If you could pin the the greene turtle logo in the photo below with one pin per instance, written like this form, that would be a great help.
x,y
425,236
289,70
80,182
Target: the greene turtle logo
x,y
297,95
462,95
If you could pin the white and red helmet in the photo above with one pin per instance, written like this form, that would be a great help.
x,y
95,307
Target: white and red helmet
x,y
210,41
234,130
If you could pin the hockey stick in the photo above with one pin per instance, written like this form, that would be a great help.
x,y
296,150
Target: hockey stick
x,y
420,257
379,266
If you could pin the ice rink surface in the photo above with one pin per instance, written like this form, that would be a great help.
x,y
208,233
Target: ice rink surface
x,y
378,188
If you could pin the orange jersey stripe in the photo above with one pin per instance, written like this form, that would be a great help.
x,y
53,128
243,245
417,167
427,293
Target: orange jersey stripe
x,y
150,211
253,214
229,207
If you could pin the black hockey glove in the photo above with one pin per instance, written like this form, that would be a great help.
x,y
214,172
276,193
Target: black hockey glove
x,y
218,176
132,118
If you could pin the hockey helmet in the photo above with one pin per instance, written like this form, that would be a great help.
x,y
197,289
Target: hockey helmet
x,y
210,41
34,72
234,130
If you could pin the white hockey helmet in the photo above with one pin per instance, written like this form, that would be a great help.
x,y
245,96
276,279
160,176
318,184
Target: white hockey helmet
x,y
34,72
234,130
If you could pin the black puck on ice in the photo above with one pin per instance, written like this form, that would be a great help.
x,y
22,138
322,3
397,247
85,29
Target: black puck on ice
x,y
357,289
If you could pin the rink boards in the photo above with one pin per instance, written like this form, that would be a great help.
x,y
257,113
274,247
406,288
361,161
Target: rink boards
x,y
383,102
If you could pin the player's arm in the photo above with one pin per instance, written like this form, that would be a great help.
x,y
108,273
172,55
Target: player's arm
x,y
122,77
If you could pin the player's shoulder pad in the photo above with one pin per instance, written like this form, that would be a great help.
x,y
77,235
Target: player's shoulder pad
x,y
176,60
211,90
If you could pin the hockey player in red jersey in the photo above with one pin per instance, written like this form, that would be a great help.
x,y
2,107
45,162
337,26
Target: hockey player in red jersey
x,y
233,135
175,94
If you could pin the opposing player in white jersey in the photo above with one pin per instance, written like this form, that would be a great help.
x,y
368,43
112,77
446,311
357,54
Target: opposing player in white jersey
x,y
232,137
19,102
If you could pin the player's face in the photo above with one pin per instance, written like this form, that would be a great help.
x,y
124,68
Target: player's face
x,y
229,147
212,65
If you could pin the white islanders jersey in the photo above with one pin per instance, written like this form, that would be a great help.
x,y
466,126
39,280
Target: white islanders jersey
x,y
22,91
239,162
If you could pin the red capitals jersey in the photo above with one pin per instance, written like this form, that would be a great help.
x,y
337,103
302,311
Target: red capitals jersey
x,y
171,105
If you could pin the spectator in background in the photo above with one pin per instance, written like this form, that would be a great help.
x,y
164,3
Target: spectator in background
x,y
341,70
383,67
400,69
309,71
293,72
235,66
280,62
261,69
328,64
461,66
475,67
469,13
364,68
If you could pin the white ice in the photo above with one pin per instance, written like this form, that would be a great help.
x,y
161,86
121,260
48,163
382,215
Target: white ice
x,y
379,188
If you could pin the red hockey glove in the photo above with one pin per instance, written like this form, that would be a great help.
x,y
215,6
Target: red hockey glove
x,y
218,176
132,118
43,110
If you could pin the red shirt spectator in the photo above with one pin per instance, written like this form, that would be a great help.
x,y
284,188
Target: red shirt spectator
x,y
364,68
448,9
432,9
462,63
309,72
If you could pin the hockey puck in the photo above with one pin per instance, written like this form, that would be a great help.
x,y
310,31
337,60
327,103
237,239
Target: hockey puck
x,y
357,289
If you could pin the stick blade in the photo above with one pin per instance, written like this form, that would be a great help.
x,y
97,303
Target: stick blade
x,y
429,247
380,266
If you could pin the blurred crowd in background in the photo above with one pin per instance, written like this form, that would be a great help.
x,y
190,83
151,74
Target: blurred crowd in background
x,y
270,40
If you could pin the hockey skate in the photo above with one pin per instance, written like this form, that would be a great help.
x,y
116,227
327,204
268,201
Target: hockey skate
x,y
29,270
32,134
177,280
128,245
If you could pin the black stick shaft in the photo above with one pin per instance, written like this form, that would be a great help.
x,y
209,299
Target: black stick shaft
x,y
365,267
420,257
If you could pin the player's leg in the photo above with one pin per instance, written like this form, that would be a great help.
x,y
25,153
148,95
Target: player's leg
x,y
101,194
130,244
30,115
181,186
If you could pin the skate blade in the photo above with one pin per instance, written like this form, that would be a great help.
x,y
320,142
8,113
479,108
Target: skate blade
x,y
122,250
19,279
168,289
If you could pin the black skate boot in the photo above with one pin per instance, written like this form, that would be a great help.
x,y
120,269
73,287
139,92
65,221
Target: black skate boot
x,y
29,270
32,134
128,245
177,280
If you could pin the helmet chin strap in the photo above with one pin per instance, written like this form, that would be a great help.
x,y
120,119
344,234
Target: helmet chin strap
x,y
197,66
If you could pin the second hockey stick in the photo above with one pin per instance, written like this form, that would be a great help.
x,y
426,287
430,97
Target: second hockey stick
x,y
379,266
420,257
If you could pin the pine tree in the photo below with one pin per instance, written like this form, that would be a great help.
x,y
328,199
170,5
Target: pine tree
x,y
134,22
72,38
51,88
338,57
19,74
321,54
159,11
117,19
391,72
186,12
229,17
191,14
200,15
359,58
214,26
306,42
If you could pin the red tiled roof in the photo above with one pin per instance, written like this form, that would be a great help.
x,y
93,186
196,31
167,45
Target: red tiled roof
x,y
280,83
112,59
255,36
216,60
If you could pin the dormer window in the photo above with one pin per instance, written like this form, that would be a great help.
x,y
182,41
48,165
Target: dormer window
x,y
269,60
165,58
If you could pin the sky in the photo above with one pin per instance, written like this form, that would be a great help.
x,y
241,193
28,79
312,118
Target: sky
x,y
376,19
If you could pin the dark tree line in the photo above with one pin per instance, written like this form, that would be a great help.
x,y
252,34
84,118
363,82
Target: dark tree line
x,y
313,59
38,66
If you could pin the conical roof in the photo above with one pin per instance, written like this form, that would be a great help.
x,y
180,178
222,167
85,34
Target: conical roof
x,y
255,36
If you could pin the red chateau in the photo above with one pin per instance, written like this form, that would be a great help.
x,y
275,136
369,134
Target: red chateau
○ ○ ○ ○ ○ ○ ○
§ **WHAT THE TASK ASKS**: Please give again the lines above between the line holding "If you could pin the second" and the line holding "If you could pin the pine", inclusive, exactly as they are and with nothing added.

§ **TASK SOLUTION**:
If you could pin the second hockey stick in the photo above with one pin per instance, written like this form, that would be a great help.
x,y
426,287
430,97
Target: second hockey stick
x,y
379,266
420,257
If you could pin the pine tree in the photo below with one pin per instance, written like this form, that would be a great help.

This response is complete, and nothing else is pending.